DO THIS: Rewrite all the items below as a numbered list, leaving out any blank lines.

┄┄┄┄┄┄┄┄┄┄┄┄┄┄┄┄┄┄┄┄

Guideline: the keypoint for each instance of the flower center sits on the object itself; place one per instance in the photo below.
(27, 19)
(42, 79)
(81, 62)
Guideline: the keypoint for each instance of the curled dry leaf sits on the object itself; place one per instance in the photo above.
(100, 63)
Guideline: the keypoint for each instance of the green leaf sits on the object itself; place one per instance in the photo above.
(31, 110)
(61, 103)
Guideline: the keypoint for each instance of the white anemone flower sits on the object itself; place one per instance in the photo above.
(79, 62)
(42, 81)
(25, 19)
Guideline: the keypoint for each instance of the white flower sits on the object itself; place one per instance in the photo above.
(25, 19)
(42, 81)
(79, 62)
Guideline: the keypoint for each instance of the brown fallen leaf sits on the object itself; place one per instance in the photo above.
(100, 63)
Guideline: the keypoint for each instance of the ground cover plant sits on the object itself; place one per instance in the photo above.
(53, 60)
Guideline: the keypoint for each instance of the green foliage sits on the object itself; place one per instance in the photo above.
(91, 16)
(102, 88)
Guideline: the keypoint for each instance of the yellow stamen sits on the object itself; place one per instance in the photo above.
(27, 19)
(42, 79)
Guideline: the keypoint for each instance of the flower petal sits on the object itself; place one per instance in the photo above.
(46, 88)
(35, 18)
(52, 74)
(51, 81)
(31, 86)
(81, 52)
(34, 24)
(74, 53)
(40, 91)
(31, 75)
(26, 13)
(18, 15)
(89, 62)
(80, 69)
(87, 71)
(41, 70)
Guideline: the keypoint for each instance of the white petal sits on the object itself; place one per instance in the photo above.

┄┄┄┄┄┄┄┄┄┄┄┄┄┄┄┄┄┄┄┄

EXERCISE ANSWER:
1. Guideline: the keypoint for each instance of the flower center sits on the object itself; place one per instance in the photo below.
2. (27, 19)
3. (42, 79)
4. (81, 62)
5. Guideline: the keypoint for each instance of the curled dry leaf sits on the object itself; place one per instance in the photo above.
6. (100, 63)
7. Guideline: the keypoint for each instance of the green leaf sits on the object itself; place one per instance in the photo above.
8. (31, 110)
9. (61, 103)
10. Guideline: the keypoint for each instance of the white anemone flower sits on the object itself; place one per instance in the photo above.
11. (79, 62)
12. (42, 81)
13. (25, 19)
14. Guideline: the keypoint for each instance of the white flower sits on the object itself; place one per instance in the photo above.
15. (25, 19)
16. (42, 81)
17. (79, 62)
18. Guideline: the keypoint for each instance of the brown fallen leaf sits on the object itself; place one per instance in the photo above.
19. (100, 63)
20. Guideline: the keypoint for each instance of the ground cover plant sits on the object itself; place one per instance in the photo above.
21. (53, 60)
22. Guideline: the keypoint for each instance of the green foliage sits on the object itself; place one per instance in the photo above.
23. (91, 16)
24. (102, 88)
25. Guideline: the keypoint for each instance of the yellow stamen sits on the object itself; place one per instance in the photo above.
26. (27, 19)
27. (42, 79)
28. Guideline: the keypoint for each instance of the flower petal sits on the object itself; place one per instance in the photo above.
29. (46, 88)
30. (35, 18)
31. (52, 74)
32. (51, 81)
33. (31, 86)
34. (81, 52)
35. (34, 24)
36. (74, 53)
37. (40, 91)
38. (31, 75)
39. (26, 13)
40. (18, 15)
41. (89, 62)
42. (80, 69)
43. (87, 71)
44. (41, 70)
45. Guideline: the keypoint for each instance of the white petal sits on the object itself; place one per instance in the photo above.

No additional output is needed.